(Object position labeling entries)
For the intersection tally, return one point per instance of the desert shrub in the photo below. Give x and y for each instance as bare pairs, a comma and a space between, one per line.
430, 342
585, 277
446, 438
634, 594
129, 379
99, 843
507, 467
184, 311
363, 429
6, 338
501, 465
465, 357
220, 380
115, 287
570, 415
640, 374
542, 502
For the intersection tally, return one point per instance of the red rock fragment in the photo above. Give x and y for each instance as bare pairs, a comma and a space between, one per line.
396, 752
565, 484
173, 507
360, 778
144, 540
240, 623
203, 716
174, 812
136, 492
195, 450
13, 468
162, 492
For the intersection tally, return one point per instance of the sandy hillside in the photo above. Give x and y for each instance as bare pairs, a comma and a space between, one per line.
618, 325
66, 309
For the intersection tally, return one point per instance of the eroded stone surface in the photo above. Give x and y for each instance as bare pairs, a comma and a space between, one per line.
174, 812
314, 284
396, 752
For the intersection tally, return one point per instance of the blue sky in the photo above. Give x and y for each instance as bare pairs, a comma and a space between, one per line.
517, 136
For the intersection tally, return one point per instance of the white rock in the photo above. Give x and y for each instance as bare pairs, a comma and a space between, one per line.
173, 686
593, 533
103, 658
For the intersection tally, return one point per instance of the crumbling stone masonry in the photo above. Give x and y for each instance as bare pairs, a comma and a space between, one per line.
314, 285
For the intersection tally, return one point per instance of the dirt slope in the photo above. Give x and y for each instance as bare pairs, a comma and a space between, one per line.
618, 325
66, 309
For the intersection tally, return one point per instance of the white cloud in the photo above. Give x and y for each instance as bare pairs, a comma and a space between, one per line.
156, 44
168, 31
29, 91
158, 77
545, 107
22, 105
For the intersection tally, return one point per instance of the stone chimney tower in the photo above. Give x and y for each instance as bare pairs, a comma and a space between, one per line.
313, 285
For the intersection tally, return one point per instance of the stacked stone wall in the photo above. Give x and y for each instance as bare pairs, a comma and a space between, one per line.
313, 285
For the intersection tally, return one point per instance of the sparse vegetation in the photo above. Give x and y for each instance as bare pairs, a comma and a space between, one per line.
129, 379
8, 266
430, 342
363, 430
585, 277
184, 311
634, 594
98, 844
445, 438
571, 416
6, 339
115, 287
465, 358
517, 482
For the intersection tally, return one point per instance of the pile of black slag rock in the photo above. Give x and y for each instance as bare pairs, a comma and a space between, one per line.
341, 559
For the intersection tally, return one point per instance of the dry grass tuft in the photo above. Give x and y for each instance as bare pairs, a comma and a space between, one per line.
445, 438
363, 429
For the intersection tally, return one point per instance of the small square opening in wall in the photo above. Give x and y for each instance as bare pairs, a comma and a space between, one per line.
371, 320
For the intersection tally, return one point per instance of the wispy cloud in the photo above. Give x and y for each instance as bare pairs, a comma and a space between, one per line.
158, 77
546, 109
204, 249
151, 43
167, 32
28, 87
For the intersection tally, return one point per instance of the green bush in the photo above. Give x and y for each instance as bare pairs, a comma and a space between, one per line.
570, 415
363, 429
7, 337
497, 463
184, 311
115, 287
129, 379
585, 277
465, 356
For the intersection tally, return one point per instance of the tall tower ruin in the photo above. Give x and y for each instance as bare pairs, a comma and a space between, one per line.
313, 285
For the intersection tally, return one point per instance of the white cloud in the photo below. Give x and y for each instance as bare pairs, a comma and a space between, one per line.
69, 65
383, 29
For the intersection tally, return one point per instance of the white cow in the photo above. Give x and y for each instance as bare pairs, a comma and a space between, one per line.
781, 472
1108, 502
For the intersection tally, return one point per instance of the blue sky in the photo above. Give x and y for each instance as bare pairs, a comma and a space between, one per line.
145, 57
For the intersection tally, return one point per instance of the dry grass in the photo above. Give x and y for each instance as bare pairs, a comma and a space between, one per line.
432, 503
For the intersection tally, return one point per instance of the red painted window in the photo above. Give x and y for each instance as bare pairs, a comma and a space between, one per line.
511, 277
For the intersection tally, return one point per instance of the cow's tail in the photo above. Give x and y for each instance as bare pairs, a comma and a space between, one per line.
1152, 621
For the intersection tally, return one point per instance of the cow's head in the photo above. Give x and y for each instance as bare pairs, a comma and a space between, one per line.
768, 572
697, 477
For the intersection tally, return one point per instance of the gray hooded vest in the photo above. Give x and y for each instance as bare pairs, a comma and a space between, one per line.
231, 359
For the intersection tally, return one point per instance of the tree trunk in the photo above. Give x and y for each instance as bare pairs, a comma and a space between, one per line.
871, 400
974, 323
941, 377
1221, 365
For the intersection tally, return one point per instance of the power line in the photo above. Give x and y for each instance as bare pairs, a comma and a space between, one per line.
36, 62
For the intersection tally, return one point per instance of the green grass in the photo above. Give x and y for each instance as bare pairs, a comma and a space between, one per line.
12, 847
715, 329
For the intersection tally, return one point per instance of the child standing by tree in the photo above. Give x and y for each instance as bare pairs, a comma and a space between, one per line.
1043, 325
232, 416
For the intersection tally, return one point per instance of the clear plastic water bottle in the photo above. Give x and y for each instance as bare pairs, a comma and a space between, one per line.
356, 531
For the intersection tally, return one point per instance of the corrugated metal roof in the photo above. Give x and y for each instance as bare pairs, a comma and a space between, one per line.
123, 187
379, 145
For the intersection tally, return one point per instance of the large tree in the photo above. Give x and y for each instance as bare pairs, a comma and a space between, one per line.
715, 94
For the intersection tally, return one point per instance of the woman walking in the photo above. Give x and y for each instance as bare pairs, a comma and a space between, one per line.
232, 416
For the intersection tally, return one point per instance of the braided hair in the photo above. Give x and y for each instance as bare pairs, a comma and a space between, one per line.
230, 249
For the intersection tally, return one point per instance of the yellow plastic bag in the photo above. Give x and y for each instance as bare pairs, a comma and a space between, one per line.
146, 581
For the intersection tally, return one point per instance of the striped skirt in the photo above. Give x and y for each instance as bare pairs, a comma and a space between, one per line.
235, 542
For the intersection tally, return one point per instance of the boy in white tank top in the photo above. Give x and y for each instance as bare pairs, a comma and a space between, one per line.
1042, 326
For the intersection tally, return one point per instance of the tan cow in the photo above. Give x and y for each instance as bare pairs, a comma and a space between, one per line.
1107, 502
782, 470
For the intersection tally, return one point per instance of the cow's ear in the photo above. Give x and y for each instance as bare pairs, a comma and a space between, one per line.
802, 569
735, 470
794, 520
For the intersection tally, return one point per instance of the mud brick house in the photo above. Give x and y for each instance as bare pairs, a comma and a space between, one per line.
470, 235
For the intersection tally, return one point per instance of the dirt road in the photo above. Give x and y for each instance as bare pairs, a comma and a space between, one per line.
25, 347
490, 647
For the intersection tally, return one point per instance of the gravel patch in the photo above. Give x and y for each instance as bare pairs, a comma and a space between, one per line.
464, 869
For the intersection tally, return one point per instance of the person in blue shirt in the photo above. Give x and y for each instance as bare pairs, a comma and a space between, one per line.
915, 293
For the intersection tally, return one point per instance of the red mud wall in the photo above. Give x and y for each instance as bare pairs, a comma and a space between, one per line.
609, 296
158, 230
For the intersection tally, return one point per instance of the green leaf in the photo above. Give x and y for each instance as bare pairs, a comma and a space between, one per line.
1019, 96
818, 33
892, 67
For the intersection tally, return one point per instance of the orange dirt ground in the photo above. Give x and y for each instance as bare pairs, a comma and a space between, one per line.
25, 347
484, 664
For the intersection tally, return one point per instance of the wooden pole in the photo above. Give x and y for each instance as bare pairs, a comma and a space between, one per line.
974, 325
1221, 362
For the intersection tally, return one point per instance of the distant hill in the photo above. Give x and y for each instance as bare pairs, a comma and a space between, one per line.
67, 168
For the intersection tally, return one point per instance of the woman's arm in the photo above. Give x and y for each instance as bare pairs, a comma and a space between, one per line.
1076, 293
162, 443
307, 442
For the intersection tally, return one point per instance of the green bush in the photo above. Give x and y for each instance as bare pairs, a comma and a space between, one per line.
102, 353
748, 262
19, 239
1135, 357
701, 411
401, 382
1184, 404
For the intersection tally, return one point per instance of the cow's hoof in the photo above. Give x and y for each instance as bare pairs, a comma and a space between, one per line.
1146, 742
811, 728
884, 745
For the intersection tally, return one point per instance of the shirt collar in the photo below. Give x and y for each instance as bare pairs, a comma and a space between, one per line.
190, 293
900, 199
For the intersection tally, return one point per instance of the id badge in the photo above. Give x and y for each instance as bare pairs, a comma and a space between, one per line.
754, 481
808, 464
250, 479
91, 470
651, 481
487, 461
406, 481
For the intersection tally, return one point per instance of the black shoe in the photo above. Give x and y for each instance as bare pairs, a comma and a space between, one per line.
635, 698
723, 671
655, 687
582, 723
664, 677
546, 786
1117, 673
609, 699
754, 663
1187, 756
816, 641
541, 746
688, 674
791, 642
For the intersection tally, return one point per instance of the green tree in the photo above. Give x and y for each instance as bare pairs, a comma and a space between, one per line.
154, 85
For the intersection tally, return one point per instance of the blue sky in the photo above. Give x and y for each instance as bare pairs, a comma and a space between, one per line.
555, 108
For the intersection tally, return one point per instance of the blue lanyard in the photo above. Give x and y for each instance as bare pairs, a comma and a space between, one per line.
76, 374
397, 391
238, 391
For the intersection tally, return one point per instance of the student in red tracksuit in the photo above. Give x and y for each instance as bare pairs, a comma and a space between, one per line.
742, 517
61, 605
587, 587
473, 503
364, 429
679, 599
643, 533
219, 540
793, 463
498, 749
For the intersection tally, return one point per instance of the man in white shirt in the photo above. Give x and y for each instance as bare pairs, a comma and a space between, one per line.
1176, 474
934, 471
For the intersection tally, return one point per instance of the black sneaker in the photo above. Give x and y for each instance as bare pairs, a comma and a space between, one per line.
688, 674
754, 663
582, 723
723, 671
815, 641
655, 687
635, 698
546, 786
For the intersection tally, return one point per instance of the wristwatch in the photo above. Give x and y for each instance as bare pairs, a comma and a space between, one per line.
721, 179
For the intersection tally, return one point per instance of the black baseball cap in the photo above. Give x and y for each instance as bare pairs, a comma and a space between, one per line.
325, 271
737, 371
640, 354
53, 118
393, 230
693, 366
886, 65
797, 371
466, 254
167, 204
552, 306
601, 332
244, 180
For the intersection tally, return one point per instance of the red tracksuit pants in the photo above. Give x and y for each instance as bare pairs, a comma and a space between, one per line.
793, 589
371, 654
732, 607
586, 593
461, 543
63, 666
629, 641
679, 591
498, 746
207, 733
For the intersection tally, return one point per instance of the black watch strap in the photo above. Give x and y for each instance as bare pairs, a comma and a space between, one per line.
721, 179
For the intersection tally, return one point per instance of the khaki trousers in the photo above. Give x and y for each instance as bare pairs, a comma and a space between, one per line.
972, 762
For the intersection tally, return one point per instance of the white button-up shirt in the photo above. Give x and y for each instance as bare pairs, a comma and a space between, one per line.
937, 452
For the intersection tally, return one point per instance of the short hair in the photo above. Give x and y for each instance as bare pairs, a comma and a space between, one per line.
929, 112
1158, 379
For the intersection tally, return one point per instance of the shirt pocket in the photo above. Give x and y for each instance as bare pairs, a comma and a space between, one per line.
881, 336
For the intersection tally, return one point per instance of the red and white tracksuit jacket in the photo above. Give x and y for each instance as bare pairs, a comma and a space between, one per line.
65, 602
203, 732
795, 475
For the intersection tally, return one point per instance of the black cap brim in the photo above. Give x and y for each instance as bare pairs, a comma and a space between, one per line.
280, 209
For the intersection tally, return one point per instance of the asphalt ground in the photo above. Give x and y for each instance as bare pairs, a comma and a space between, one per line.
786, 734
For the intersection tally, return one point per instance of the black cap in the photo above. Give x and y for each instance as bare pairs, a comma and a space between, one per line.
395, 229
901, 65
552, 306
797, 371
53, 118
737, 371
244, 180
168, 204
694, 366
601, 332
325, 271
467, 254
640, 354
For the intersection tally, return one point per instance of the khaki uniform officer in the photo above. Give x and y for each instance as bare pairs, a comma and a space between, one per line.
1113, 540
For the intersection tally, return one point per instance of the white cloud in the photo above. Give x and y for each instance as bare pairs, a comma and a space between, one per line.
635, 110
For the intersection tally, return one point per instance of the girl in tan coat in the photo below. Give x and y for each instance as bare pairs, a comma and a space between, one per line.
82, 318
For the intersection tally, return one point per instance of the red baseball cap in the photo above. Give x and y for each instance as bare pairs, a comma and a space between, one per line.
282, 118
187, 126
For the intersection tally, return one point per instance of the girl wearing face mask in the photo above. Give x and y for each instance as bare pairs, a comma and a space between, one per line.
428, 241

→ Exercise goal
Copy out the lines from the line containing "the khaki uniform" to the end of the listing above, without alteration.

→ Correct answer
For the intersection tally, return one point per instance of the khaki uniform officer in the photo above. Give x and y for each instance as bare pairs, a comma and a space between, one per line.
1113, 540
For the intersection tally, return one point per instance of the white cloud in the photo above. Give x and y for each instance as bare pairs, a comma and a space between, one per line.
635, 110
For the intersection tally, return one point per instance of the girl in tan coat in the photo below. Give x and y for each instance as bare pairs, a comma and a space between, one per line.
82, 318
For the intersection tally, return one point per instance of the red baseball cap in the photo above. Give x and y for each instance as bare pairs, a comma and a space between, one per line.
282, 118
187, 126
For the intersection tally, return one point per instance of the girl wearing face mask in the photo above. Give x and y for each instance as bare pairs, a comma and a space between, one per line.
428, 241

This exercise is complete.